• What you need to do: Each record that follows must be reproduced exactly.

*** Opening of Given records ***

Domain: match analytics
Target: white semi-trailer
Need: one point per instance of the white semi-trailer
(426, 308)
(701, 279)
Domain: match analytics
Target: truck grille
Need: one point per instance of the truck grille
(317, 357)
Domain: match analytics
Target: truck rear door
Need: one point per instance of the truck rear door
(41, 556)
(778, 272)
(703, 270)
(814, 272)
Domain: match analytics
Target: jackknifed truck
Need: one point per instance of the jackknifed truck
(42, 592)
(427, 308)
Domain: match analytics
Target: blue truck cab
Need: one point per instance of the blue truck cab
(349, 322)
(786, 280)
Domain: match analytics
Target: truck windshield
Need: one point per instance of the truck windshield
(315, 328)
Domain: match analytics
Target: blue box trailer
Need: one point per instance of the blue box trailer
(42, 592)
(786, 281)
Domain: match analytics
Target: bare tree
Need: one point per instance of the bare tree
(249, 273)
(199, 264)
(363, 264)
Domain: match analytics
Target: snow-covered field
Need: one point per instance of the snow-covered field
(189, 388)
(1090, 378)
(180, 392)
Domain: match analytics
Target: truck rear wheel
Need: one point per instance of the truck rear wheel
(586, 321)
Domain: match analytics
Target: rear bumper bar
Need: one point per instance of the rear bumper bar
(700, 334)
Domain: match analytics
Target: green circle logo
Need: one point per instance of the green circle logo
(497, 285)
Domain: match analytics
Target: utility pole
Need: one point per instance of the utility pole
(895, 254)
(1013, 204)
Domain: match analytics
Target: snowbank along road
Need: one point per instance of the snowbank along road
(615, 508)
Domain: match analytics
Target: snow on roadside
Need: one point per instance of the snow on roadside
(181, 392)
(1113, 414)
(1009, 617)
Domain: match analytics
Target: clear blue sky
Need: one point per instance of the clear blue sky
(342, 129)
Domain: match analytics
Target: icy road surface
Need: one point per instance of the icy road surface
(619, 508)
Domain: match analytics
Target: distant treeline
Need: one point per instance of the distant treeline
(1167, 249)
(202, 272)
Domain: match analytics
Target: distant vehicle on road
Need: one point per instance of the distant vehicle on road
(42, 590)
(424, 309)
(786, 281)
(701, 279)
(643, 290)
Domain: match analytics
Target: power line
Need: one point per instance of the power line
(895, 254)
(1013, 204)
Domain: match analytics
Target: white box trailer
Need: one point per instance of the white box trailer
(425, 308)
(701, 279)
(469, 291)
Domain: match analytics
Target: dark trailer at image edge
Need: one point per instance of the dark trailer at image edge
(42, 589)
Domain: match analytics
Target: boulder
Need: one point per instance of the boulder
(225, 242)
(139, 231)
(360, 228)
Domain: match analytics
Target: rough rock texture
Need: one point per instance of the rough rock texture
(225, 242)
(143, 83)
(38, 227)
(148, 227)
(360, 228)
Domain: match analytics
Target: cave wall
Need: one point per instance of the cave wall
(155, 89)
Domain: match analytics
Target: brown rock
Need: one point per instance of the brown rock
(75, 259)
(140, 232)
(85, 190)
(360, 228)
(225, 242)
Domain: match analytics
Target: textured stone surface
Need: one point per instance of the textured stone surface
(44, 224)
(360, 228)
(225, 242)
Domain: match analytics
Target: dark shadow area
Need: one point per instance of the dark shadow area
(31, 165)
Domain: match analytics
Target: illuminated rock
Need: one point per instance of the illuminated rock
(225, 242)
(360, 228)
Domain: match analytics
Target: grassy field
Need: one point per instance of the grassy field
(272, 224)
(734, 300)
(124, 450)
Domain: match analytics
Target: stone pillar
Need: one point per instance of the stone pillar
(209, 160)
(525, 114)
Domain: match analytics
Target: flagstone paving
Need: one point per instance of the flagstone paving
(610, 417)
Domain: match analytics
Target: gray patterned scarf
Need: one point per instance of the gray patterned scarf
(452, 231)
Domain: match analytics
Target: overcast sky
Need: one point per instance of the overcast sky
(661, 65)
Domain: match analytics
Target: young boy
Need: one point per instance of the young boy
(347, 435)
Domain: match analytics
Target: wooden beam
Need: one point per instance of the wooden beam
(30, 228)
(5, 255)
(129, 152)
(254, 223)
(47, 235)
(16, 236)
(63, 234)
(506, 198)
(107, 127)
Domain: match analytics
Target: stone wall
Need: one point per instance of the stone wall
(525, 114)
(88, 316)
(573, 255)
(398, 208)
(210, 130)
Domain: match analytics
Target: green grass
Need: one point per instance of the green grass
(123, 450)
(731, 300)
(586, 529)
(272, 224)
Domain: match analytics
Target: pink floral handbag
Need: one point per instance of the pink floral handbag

*** Close of Given records ***

• Response box:
Domain: match analytics
Target: white semi-trailer
Need: one point per instance of the white semi-trailer
(426, 308)
(701, 279)
Domain: match analytics
Target: truck grille
Need: one point per instance of the truck grille
(317, 357)
Domain: match analytics
Target: truck rear door
Need: one point per instance of the truck rear door
(41, 556)
(778, 272)
(703, 270)
(814, 272)
Domain: match analytics
Target: jackknifed truck
Need: one point per instance of the jackknifed truck
(42, 592)
(427, 308)
Domain: match analytics
Target: blue truck cab
Need: one point per instance of the blue truck cab
(349, 322)
(786, 280)
Domain: match analytics
Target: truck windshield
Need: one point per instance of the truck windshield
(315, 328)
Domain: match analytics
Target: blue box trailer
Need: one point per instance of the blue box trailer
(42, 592)
(786, 281)
Domain: match analytics
Target: bare tree
Need: one point per instance of the bare tree
(249, 273)
(199, 264)
(363, 264)
Domain: match analytics
Target: snow-covered field
Need: one point per instance of the snow-covered field
(189, 388)
(1090, 378)
(180, 392)
Domain: match analytics
Target: truck rear wheel
Need: one point per instance of the truck rear wheel
(586, 321)
Domain: match analytics
Target: rear bumper bar
Need: one point per instance of the rear bumper bar
(700, 334)
Domain: match analytics
Target: green circle logo
Need: one point per instance of the green circle logo
(497, 285)
Domain: match analytics
Target: utility pole
Need: one point per instance of the utility pole
(895, 254)
(1013, 204)
Domain: match analytics
Target: snowbank along road
Need: one point per instance of the snowbank along road
(615, 508)
Domain: match analytics
Target: snow on roadside
Need: one point per instance of the snow on roadside
(181, 392)
(1113, 414)
(1009, 617)
Domain: match analytics
Target: clear blue sky
Need: one point per instance of the clear blue sky
(342, 129)
Domain: match analytics
Target: icy road surface
Need: one point per instance of the icy road surface
(619, 508)
Domain: match analytics
Target: distant treeline
Need: one point per instance of the distant treeline
(1167, 249)
(202, 272)
Domain: match analytics
Target: distant vehicle on road
Need: one point per instance of the distant vehicle on road
(42, 590)
(424, 309)
(786, 281)
(701, 279)
(643, 290)
Domain: match analytics
Target: power line
Need: one point per instance of the power line
(895, 254)
(1013, 204)
Domain: match analytics
Target: white box trailer
Need: one point per instance of the white box trailer
(425, 308)
(701, 279)
(469, 291)
Domain: match analytics
Target: dark trailer at image edge
Need: one point per instance of the dark trailer at image edge
(42, 589)
Domain: match analytics
Target: boulder
Need: one point per instance of the boulder
(225, 242)
(139, 231)
(360, 228)
Domain: match analytics
Target: rough rock texture
Need: one point per instance of the rough rock texture
(225, 242)
(143, 83)
(38, 227)
(148, 227)
(360, 228)
Domain: match analytics
Target: cave wall
Need: one point per instance of the cave wall
(155, 89)
Domain: match analytics
Target: brown rock
Need: one point per instance of the brown rock
(75, 259)
(140, 232)
(85, 190)
(360, 228)
(225, 242)
Domain: match analytics
Target: textured stone surface
Need: one point per instance of the textured stone surface
(44, 224)
(360, 228)
(225, 242)
Domain: match analytics
Target: dark shadow area
Need: one point per instance of the dark shadow area
(31, 165)
Domain: match analytics
Target: illuminated rock
Need: one point per instance of the illuminated rock
(225, 242)
(360, 228)
Domain: match analytics
Target: grassy field
Need: one point per instance of the grassy field
(272, 224)
(734, 300)
(124, 450)
Domain: match analytics
Target: stone pillar
Need: one point per instance of the stone pillar
(209, 160)
(525, 114)
Domain: match analytics
Target: flagstone paving
Need: one point per instance of the flagstone paving
(610, 417)
Domain: match analytics
Target: gray patterned scarf
Need: one point per instance of the gray patterned scarf
(452, 231)
Domain: match analytics
Target: overcast sky
Need: one point per instance of the overcast sky
(661, 65)
Domain: match analytics
Target: young boy
Need: one point per instance of the young boy
(347, 435)
Domain: match analytics
Target: wooden beam
Need: one point per instance of the wooden beam
(30, 228)
(5, 255)
(129, 152)
(254, 223)
(47, 235)
(16, 236)
(63, 234)
(506, 198)
(107, 127)
Domain: match analytics
Target: stone wall
Need: one point per instance of the stone wall
(525, 114)
(88, 316)
(573, 255)
(398, 208)
(210, 130)
Domain: match analytics
Target: green grass
Need: one point per instance of the green grass
(123, 450)
(731, 300)
(586, 529)
(272, 224)
Domain: match analytics
Target: pink floral handbag
Need: one point per instance of the pink floral handbag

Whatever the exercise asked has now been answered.